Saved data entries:

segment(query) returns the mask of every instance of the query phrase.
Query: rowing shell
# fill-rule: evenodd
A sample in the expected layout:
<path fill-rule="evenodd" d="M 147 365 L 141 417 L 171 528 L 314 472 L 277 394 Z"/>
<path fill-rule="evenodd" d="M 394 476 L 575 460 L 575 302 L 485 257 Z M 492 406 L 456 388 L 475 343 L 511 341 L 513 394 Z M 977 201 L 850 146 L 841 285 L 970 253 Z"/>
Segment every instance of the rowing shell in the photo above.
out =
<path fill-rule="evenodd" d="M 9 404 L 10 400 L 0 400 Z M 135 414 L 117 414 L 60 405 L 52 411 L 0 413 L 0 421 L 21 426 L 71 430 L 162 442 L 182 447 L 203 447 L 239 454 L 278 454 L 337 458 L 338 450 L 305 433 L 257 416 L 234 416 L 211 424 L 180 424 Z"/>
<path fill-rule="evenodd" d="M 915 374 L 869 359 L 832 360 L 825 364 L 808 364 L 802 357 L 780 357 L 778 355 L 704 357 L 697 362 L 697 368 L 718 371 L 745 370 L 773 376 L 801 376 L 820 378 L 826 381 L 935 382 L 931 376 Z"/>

**Exercise goal**
Write out each line above containing "rowing".

**Solution for this problem**
Query: rowing shell
Segment every instance of the rowing shell in the photo above.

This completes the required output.